• **THINGS TO DO**
A. Answer these questions about the court application excerpt.
(i) For how long would the first order extend the validity of the writ of summons?
(ii) At what address was the defendant company's registered office situated until its name was struck off?
(iii) How many directors does the company have, according to the search of its file?
B. Set down, word for word, the part of the court application excerpt that opens with the words containing "The, above applicants" and closes with "Court may direct.".

• **EXTRACT PROVIDED**
_ _ _ _ _
The, above applicants apply for an order of the Court:
1. Extending the validity of the writ of summons for a period of twelve months as from the date of the order.
2. Giving leave to serve the writ and/or notice of the writ of summons on the defendants in the above action outside Cyprus.
3. Giving leave for substituted service of the writ of summons on the above named defendants through the post by double registered letter, or in any other way the Court may direct.
In the affidavit in support of this application it, is stated that the main reason that no application for renewal was made before the expiration of the writ of summons was that at the time of expiration the defendant company had not yet been restored and the application would have been in effect an application for renewal of a writ to be served on a company which at the time did not exist. That the claim of the plaintiffs is not statute barred as the time which the defendant company was struck off from the Register of Companies is not counted for purposes of limitation of time and that until the name of the defendant company was struck off its registered office was situated at 28 Marias Singlitikis Street, at Famagusta, which is now under Turkish Occupation. As it appears from the file of the company kept with the Registrar of Companies, the Registered office of the company was still at the above address and, in the circumstances no service could be effected.
From a search of the file of the company it also appears that the above company has four directors, two of whom, namely, Ioannis Papadopoullos and Adamos HjiPateras could be found at 5 Boumboulinas Street, Pireus, Greece.
_ _ _ _ _
Point-labeling items:
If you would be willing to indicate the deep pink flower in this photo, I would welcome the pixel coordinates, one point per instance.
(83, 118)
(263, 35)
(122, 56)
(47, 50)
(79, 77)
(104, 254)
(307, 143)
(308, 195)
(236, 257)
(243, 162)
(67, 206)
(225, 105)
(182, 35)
_ _ _ _ _
• **RESPONSES FOR EACH TASK**
A.
(i) Twelve months from the date of the order.
(ii) 28 Marias Singlitikis Street, at Famagusta.
(iii) Four.

B.
The, above applicants apply for an order of the Court:
1. Extending the validity of the writ of summons for a period of twelve months as from the date of the order.
2. Giving leave to serve the writ and/or notice of the writ of summons on the defendants in the above action outside Cyprus.
3. Giving leave for substituted service of the writ of summons on the above named defendants through the post by double registered letter, or in any other way the Court may direct.